:: Material ::
========================================================================

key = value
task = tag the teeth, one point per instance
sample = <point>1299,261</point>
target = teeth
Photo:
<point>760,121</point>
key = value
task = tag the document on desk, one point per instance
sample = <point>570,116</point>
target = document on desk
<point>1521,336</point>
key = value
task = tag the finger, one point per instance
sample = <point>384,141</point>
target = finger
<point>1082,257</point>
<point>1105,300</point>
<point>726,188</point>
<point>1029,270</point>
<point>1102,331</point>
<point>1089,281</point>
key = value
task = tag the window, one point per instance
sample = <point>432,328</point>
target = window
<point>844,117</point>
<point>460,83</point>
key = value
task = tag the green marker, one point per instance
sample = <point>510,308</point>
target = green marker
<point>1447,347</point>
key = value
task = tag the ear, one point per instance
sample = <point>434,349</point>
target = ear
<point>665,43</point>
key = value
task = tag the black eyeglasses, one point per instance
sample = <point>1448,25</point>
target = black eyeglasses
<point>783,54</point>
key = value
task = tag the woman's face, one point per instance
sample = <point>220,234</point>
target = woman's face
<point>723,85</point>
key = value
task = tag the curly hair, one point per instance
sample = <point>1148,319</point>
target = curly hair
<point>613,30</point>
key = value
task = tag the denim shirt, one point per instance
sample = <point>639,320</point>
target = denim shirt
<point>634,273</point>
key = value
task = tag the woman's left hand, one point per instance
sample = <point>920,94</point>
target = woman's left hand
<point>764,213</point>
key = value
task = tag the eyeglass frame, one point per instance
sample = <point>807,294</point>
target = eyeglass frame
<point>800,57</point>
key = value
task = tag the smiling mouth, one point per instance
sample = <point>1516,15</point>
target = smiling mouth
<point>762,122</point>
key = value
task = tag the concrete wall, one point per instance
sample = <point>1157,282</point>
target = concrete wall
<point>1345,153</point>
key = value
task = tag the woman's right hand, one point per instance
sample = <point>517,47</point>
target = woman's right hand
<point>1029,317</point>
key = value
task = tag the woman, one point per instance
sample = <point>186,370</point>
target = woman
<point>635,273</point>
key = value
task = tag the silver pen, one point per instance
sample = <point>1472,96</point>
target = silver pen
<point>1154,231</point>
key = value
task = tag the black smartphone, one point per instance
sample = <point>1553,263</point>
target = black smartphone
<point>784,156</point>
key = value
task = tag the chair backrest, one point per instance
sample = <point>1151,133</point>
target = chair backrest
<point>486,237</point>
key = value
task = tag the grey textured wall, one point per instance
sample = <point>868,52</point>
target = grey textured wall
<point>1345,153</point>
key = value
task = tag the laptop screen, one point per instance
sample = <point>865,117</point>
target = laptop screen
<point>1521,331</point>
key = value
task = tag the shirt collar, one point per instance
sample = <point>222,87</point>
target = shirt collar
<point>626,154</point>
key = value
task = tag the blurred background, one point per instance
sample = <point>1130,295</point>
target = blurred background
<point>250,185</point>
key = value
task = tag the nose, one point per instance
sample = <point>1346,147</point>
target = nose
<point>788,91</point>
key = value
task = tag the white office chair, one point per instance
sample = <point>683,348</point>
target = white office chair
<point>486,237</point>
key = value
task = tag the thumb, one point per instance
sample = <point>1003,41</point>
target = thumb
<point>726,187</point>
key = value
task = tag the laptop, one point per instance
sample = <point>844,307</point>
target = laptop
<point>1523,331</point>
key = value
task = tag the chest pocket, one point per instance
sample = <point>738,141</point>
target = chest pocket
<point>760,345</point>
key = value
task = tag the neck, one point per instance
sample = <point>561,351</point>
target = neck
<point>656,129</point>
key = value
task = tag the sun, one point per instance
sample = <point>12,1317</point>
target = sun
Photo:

========================================================================

:: Exercise ::
Copy all of the rows above line for line, changing nothing.

:: Finished task ::
key = value
task = tag the teeth, one point per instance
sample = <point>1299,261</point>
target = teeth
Photo:
<point>760,121</point>
key = value
task = tag the document on desk, one point per instance
sample = <point>570,116</point>
target = document on desk
<point>1521,336</point>
key = value
task = tag the finger, one point per instance
sample = <point>384,141</point>
target = finger
<point>1082,257</point>
<point>1105,300</point>
<point>726,188</point>
<point>1029,270</point>
<point>1102,331</point>
<point>1089,281</point>
key = value
task = tag the window, one point per instance
sample = <point>432,328</point>
target = window
<point>844,117</point>
<point>460,83</point>
key = value
task = tag the green marker, one point per instance
sample = <point>510,308</point>
target = green marker
<point>1447,347</point>
key = value
task = tag the ear, one point per instance
sample = <point>434,349</point>
target = ear
<point>665,43</point>
key = value
task = tag the black eyeglasses, one point per instance
sample = <point>1448,25</point>
target = black eyeglasses
<point>783,54</point>
key = value
task = tag the woman's face, one point per instance
sample = <point>220,234</point>
target = woman's face
<point>723,85</point>
key = value
task = tag the curly hair, one point per instance
sample = <point>1148,319</point>
target = curly hair
<point>613,30</point>
key = value
task = tag the denim shirt, one point per instance
sample = <point>639,320</point>
target = denim shirt
<point>634,273</point>
key = value
task = tag the woman's left hand, one point per instance
sample = <point>920,94</point>
target = woman's left hand
<point>764,213</point>
key = value
task = tag the eyeglass frame, one point per instance
sample = <point>807,294</point>
target = eyeglass frame
<point>800,57</point>
key = value
task = tag the smiling mouth, one point per instance
sample = <point>1516,15</point>
target = smiling mouth
<point>762,122</point>
key = value
task = tag the concrete wall, one point per instance
sample = <point>1157,282</point>
target = concrete wall
<point>1345,153</point>
key = value
task = tag the woman's right hand, one point per instance
sample = <point>517,47</point>
target = woman's right hand
<point>1029,317</point>
key = value
task = tag the woman, one point per instance
sample = <point>186,370</point>
target = woman
<point>635,273</point>
key = value
task = tag the silver pen, one point per instance
sample = <point>1472,96</point>
target = silver pen
<point>1154,231</point>
key = value
task = tag the black smartphone, one point per instance
sample = <point>1553,263</point>
target = black smartphone
<point>784,156</point>
key = value
task = tag the chair backrest, one point per instance
sample = <point>1151,133</point>
target = chair backrest
<point>486,237</point>
key = value
task = tag the grey textured wall, one point per instance
sample = <point>868,52</point>
target = grey textured wall
<point>1345,153</point>
key = value
task = tag the laptop screen, one point per instance
sample = <point>865,117</point>
target = laptop screen
<point>1521,331</point>
key = value
task = tag the shirt collar, one point per instance
sample = <point>222,87</point>
target = shirt collar
<point>626,154</point>
key = value
task = tag the blurred background, one point per instance
sample = <point>1130,295</point>
target = blurred background
<point>250,185</point>
key = value
task = tag the nose, one point per instance
sample = <point>1346,147</point>
target = nose
<point>788,91</point>
key = value
task = tag the white office chair, one point per instance
sample = <point>683,348</point>
target = white office chair
<point>486,237</point>
key = value
task = tag the thumb, one point per instance
sample = <point>1003,41</point>
target = thumb
<point>726,187</point>
key = value
task = tag the laptop, one point per instance
sample = <point>844,307</point>
target = laptop
<point>1523,331</point>
key = value
task = tag the chest pocket, one point per instance
sample = <point>738,141</point>
target = chest pocket
<point>760,345</point>
key = value
task = tag the neck, one point per instance
sample = <point>561,351</point>
target = neck
<point>656,129</point>
key = value
task = tag the sun, one point per instance
sample = <point>12,1317</point>
target = sun
Photo:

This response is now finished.